**What you will do:** From the text on health care information technology below, list each party that HPUSA will bring together with the patient on the same internet interface.

History suggests that a sustained period of growth is about to begin for the $1.4 trillion information technology industry. The rewards will not be shared equally. As in the past, they will flow to those enterprises that can turn disruptive shifts to their client’s advantage.

MedInfo Technology is a significant part of the greater IT industry. HPUSA will be a different kind of company utilizing MedInfoTech to provide the most focused patient health care at the lowest cost, reducing the spiraling per capita health care costs for the first time in four decades. It will focus on the prime reason for the existence of our industry, the patient seeking medical care, by bringing the health care provider, the insurance carrier and the financial institutions together on the same internet interface with the patient at the center. This digital interface of all elements of health care also produces an electronic medical record without any government intrusion into our personal medical data or insurance carrier control of our medical care. This innovation will even give patients control over which doctor or health care provider can access their confidential medical information and personal data and exclude all others.

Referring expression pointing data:
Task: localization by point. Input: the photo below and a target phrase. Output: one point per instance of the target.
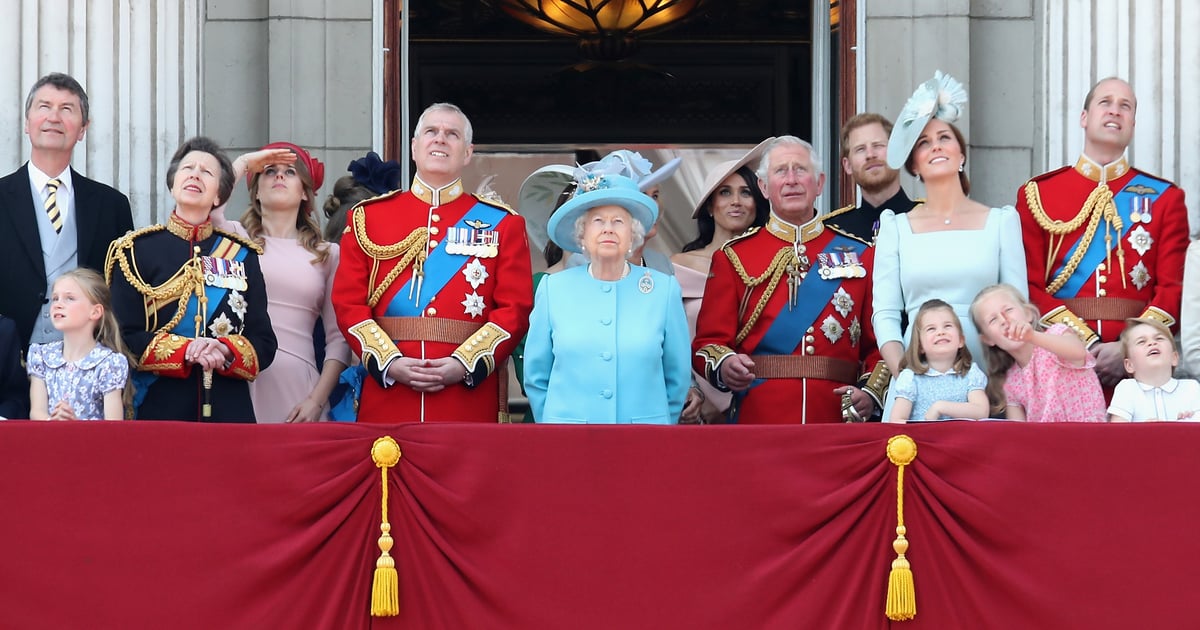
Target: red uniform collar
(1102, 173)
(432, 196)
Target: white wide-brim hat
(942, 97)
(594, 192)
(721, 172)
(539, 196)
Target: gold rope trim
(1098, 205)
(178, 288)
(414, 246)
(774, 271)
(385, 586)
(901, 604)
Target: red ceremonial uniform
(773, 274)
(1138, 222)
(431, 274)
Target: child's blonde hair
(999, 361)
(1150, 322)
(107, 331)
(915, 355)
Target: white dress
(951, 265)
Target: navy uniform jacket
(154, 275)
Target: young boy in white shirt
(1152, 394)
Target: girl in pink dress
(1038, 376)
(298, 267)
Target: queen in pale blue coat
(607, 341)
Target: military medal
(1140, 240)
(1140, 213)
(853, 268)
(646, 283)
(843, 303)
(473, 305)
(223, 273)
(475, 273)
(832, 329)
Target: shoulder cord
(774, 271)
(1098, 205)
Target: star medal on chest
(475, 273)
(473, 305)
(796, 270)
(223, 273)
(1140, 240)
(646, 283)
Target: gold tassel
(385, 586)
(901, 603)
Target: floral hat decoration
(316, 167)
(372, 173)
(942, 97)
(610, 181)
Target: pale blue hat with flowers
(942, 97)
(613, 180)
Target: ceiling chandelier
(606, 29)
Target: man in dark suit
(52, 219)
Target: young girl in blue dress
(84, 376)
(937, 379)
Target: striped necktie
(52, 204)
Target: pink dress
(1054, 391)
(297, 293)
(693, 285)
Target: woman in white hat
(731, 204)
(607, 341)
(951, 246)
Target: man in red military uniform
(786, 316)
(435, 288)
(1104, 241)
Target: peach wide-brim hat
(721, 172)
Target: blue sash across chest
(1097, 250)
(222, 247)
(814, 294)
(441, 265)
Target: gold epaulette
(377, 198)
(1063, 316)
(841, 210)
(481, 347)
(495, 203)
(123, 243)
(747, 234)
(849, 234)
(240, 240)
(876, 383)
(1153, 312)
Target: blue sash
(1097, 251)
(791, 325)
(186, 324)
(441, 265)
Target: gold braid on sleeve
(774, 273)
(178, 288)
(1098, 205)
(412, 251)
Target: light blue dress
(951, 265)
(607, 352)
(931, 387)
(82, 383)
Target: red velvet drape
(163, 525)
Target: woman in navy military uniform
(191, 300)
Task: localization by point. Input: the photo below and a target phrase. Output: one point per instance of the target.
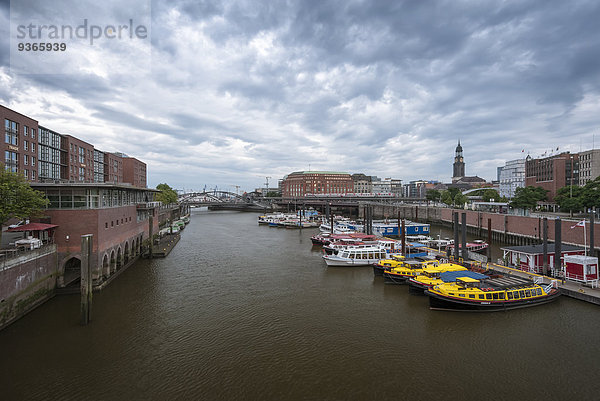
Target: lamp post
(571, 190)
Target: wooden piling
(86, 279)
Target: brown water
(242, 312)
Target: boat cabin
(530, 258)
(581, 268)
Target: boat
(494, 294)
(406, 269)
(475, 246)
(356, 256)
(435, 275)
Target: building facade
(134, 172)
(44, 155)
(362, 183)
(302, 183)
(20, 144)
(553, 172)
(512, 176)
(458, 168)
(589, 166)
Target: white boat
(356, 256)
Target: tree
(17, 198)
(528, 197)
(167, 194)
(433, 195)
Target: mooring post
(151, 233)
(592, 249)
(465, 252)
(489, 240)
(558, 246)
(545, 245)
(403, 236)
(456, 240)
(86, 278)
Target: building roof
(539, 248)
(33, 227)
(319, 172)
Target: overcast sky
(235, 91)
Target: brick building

**Task output:**
the health care provider
the insurance carrier
the financial institutions